Pull each line with the string "block" from the entries.
--- Supplied material ---
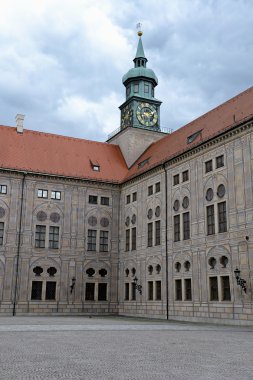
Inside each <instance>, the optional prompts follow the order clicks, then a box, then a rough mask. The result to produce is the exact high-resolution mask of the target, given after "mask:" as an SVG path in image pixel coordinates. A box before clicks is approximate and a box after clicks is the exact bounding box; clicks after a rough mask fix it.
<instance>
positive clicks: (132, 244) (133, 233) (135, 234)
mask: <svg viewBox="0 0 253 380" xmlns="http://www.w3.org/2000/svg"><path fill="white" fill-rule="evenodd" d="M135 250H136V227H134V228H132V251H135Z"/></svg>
---
--- Supplied material ---
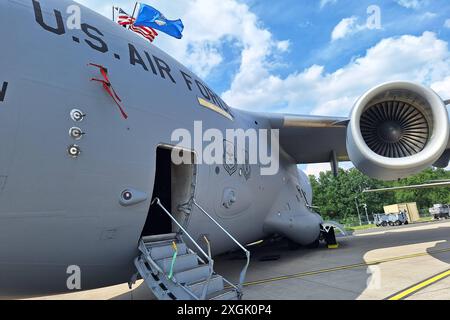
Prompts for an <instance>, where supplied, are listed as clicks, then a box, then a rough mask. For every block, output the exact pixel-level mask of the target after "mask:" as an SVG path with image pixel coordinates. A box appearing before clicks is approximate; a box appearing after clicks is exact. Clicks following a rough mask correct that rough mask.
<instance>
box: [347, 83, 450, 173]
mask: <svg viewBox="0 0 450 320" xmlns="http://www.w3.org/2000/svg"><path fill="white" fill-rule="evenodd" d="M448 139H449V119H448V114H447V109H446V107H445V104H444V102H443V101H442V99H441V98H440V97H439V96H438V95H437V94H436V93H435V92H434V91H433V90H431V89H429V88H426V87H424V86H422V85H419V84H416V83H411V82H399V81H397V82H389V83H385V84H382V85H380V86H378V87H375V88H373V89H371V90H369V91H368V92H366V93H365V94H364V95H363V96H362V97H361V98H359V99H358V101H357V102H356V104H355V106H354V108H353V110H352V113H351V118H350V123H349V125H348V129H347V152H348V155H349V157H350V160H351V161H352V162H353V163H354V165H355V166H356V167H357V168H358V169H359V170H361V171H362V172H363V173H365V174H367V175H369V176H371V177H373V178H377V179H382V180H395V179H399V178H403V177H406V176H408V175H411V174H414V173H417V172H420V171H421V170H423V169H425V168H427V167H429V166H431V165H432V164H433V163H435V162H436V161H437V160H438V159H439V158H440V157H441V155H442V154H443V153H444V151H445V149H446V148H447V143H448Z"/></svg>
---
--- Supplied material ---
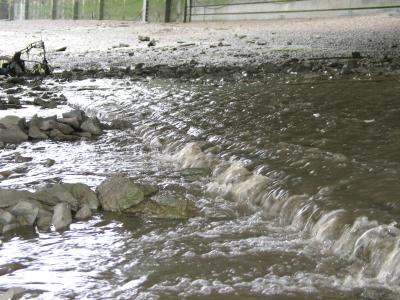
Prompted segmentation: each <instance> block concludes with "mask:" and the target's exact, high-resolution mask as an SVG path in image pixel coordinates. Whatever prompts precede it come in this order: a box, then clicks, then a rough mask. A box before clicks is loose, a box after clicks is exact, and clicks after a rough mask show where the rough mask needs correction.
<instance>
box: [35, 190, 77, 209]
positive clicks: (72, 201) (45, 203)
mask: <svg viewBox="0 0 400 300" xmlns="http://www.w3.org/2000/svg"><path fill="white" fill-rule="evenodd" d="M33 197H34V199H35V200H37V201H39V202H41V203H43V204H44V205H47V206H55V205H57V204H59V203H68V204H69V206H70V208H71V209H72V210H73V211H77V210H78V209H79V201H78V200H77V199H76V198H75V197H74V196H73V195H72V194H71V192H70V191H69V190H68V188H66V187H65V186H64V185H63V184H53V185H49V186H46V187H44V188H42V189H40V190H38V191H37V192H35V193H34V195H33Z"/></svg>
---
Output of the exercise:
Prompts for an <instance>, where supplied, are listed as clicks, then a box, then a rough mask. For every block, output the exact pixel-level mask of the target after "mask:" as an SVG path with image pixel coordinates. A box appearing before clicks is approximate; a box appearing after clicks is exact. Clicks following a rough mask correct that rough mask.
Prompted segmentation: each <instance> block concludes with "mask:" and the target's exact, high-resolution mask as an SVG path in image pixel coordinates. Whatever prompts precede it come in this order: a box, then clicks, then a rough mask. A box before clicks is loose, a box after clicks is exact, and clicks after a rough mask show where the rough mask needs correction.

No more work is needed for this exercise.